• _Selected extract_:

___

Studio album by Ash Grunwald
- Released: August 2008
- Studio: The Container, Delta Groove HQ
- Genre: Blues; rock;
- Label: Delta Groove
- Producer: Countbounce (aka Pip Norman); Ash Grunwald;

Ash Grunwald chronology
| Live from the Factory (2008) | Fish Out of Water (2008) | Live at the Fly by Night (2010) |

= Fish Out of Water (Ash Grunwald album) =

Fish Out of Water is the fourth studio album by Australian blues musician Ash Grunwald. It was released in August 2008 and peaked at number 43, becoming Grunwald's first album to chart inside the ARIA Charts top 50.

At the ARIA Music Awards of 2009, the album was nominated for Best Blues and Roots Album.

At the APRA Awards of 2010 "Breakout" won "Blues & Roots Work of the Year"

==Background and release==
Ash Grunwald attended a label-initiated songwriters day at Michael Gudinski's house in Victoria's Macedon Ranges and was teamed with hip-hop artist, Pip Norman (from TZU) and the duo wrote the album's title track, described by Shane Fowles from The Standard as "an uplifting blues gospel tune", in a day.

Grunwald said "It's a songwriting exercise that Mushroom put on with their songwriters, they do it every couple of years and it's a bit of a tradition out at Gudinski's house. You get there early and they make breakfast for you, everything is taken care of, and I turned up there and Pip and I just started jamming. He made this beat on his laptop and I played my guitar, and that became the song "Fish Out of Water." Grunwald asked Norman to write more with him and sharing credits on five tracks and production co-credit.

___

Collected data:
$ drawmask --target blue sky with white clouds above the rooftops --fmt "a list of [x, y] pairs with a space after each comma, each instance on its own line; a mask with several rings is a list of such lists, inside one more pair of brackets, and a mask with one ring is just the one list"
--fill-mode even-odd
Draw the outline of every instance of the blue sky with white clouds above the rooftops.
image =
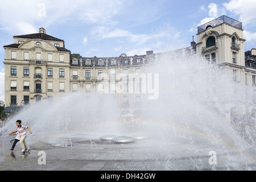
[[0, 0], [0, 100], [5, 49], [15, 35], [46, 34], [83, 57], [145, 55], [188, 47], [197, 27], [226, 15], [243, 23], [245, 51], [256, 48], [255, 0]]

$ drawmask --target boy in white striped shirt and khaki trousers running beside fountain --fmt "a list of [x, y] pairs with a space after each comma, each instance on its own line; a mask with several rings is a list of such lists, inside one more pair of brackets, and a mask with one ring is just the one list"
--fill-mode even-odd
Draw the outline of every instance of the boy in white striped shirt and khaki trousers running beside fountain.
[[22, 147], [21, 152], [29, 152], [31, 149], [30, 149], [30, 147], [27, 146], [27, 144], [25, 142], [25, 138], [27, 137], [26, 129], [28, 129], [30, 131], [30, 134], [32, 134], [32, 131], [31, 131], [30, 127], [22, 125], [22, 121], [20, 121], [20, 120], [16, 121], [16, 126], [17, 126], [16, 130], [11, 132], [9, 135], [16, 133], [18, 131], [18, 133], [20, 135], [19, 144], [20, 144], [20, 147]]

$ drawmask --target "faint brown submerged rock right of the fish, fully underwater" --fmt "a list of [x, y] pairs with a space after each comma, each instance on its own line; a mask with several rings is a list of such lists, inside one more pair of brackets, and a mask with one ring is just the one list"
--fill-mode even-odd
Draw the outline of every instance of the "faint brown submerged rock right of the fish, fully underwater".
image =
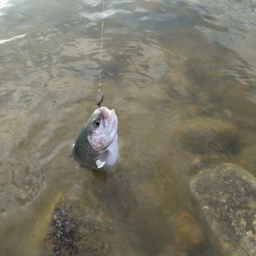
[[175, 134], [183, 149], [193, 154], [236, 154], [240, 149], [237, 129], [228, 121], [191, 118], [184, 121]]

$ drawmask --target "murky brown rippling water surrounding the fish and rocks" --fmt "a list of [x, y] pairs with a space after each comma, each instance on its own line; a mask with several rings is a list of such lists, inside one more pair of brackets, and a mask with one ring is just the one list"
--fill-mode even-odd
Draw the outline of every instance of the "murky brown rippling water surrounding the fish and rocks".
[[[248, 167], [242, 152], [256, 144], [255, 6], [123, 0], [102, 13], [97, 0], [1, 1], [0, 254], [35, 255], [33, 230], [74, 189], [99, 195], [145, 255], [173, 246], [179, 214], [198, 218], [190, 179]], [[102, 15], [102, 105], [117, 113], [121, 157], [108, 176], [65, 157], [96, 108]], [[236, 127], [236, 153], [184, 150], [177, 131], [202, 117]], [[210, 242], [188, 255], [217, 255]]]

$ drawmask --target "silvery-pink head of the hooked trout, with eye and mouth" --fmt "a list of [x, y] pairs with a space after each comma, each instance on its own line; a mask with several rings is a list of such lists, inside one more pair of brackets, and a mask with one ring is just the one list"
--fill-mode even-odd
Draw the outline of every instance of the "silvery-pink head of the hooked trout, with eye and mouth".
[[89, 126], [91, 133], [88, 140], [93, 149], [98, 153], [108, 150], [117, 135], [118, 121], [115, 110], [101, 106], [92, 114]]

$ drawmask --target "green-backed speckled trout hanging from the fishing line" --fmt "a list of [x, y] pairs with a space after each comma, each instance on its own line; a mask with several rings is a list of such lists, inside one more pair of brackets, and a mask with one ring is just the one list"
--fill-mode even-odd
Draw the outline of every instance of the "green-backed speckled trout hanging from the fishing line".
[[114, 168], [118, 162], [118, 119], [115, 110], [96, 109], [72, 146], [75, 162], [88, 169]]

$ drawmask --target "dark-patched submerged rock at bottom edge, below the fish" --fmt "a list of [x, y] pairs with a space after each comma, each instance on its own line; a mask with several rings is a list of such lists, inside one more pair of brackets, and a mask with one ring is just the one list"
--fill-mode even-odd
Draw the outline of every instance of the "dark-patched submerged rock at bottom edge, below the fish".
[[143, 255], [128, 240], [99, 204], [65, 195], [53, 210], [42, 240], [42, 254]]

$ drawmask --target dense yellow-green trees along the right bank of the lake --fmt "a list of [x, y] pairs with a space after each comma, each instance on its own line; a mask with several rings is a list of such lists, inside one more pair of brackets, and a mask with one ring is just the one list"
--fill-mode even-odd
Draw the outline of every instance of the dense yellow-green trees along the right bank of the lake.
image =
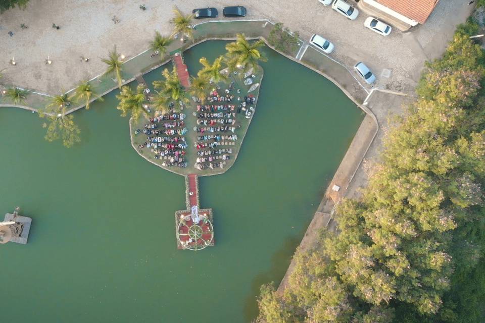
[[458, 32], [427, 65], [362, 198], [339, 205], [338, 234], [297, 252], [282, 295], [262, 288], [260, 320], [374, 323], [398, 313], [397, 322], [479, 321], [483, 305], [462, 308], [483, 302], [467, 280], [485, 285], [484, 63], [483, 50]]

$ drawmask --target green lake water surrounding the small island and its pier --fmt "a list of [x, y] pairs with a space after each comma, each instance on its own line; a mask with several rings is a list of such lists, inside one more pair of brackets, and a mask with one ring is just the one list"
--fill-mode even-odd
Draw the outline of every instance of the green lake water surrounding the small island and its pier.
[[[223, 42], [186, 55], [190, 72]], [[363, 115], [323, 77], [266, 51], [258, 108], [234, 166], [200, 179], [216, 246], [176, 249], [183, 178], [130, 146], [111, 93], [75, 113], [82, 143], [0, 109], [0, 211], [33, 218], [27, 245], [0, 245], [2, 321], [247, 322], [260, 284], [284, 275]], [[199, 66], [196, 66], [196, 69]], [[157, 72], [159, 73], [159, 72]]]

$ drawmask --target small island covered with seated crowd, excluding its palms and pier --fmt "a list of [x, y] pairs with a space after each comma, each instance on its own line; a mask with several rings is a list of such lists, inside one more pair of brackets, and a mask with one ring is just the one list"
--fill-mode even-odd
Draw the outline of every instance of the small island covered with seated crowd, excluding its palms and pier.
[[[181, 78], [179, 71], [186, 70], [182, 54], [175, 53], [172, 62]], [[189, 90], [188, 73], [182, 78], [180, 83]], [[263, 69], [255, 66], [246, 72], [230, 72], [226, 68], [221, 70], [220, 78], [208, 84], [203, 97], [172, 100], [165, 111], [154, 111], [150, 103], [157, 98], [148, 95], [150, 113], [130, 120], [133, 148], [151, 163], [182, 176], [227, 171], [256, 112]]]

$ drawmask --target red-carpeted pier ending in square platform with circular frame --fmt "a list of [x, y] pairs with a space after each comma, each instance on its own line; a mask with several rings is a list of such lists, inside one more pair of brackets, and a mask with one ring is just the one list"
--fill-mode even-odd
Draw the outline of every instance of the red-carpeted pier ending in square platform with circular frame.
[[197, 175], [185, 177], [187, 209], [175, 212], [177, 249], [202, 250], [214, 245], [214, 221], [211, 208], [199, 208], [199, 181]]

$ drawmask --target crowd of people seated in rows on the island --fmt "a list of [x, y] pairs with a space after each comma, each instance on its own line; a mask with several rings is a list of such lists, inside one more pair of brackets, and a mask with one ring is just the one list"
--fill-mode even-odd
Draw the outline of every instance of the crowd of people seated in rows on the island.
[[[241, 90], [236, 90], [231, 82], [225, 90], [213, 88], [204, 102], [193, 97], [196, 109], [191, 113], [197, 118], [197, 125], [193, 127], [197, 135], [193, 143], [197, 151], [196, 169], [224, 169], [226, 162], [233, 158], [233, 151], [237, 151], [232, 147], [238, 140], [235, 131], [241, 127], [237, 116], [242, 114], [249, 119], [256, 102], [252, 94], [241, 97], [239, 93]], [[170, 104], [170, 113], [150, 118], [150, 123], [136, 130], [135, 134], [142, 132], [147, 136], [138, 148], [149, 148], [155, 159], [163, 160], [162, 166], [186, 168], [186, 148], [192, 143], [185, 140], [186, 116], [173, 112], [173, 105]]]

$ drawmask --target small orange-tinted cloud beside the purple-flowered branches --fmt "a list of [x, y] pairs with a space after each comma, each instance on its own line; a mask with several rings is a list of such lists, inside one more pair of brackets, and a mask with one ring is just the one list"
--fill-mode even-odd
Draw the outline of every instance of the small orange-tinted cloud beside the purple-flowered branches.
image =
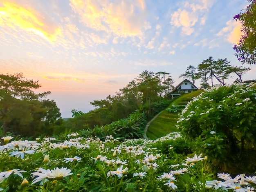
[[226, 22], [226, 27], [223, 27], [216, 36], [222, 36], [225, 40], [237, 44], [242, 36], [241, 27], [240, 22], [229, 20]]

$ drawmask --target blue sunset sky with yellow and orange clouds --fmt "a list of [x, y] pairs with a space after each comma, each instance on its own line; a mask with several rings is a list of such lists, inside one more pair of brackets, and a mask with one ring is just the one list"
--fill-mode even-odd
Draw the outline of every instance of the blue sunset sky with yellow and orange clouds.
[[[23, 73], [51, 91], [63, 118], [94, 109], [143, 71], [177, 86], [212, 56], [241, 66], [233, 47], [247, 0], [0, 0], [0, 74]], [[256, 66], [243, 80], [256, 79]], [[229, 81], [232, 83], [237, 77]], [[195, 82], [200, 87], [200, 80]]]

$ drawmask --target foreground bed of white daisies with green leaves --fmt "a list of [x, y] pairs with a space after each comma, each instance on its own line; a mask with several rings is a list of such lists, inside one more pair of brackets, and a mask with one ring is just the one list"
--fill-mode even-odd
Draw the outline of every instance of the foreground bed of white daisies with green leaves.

___

• _Requirement A_: Render this sentence from the Fish Out of Water article in Spanish: "At the ARIA Music Awards of 2009, the album was nominated for Best Blues and Roots Album."
• _Requirement B_: Reproduce the Fish Out of Water article word for word, taking everything from "Ash Grunwald chronology" down to "and Roots Album.".
The records play no part in the work here.

• _Exercise output A_: En los ARIA Music Awards de 2009, el álbum fue nominado a Mejor Álbum de Blues y Roots.

• _Exercise output B_:
Ash Grunwald chronology
| Live from the Factory (2008) | Fish Out of Water (2008) | Live at the Fly by Night (2010) |

= Fish Out of Water (Ash Grunwald album) =

Fish Out of Water is the fourth studio album by Australian blues musician Ash Grunwald. It was released in August 2008 and peaked at number 43, becoming Grunwald's first album to chart inside the ARIA Charts top 50.

At the ARIA Music Awards of 2009, the album was nominated for Best Blues and Roots Album.